-- begin --

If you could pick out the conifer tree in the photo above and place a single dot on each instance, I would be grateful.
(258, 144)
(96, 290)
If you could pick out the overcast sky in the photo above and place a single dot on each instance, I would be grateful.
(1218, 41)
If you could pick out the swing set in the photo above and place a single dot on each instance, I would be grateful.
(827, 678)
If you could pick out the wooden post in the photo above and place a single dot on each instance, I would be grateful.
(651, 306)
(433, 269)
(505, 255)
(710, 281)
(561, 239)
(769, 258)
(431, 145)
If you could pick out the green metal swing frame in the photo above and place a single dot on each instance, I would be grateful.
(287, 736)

-- end --
-- begin --

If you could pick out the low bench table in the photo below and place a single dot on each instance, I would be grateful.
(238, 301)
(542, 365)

-- end --

- _TASK DIRECTIONS_:
Count the lines in the records above that contain the word "grateful". Reply with the number alone.

- _ANSWER TO THE TASK_:
6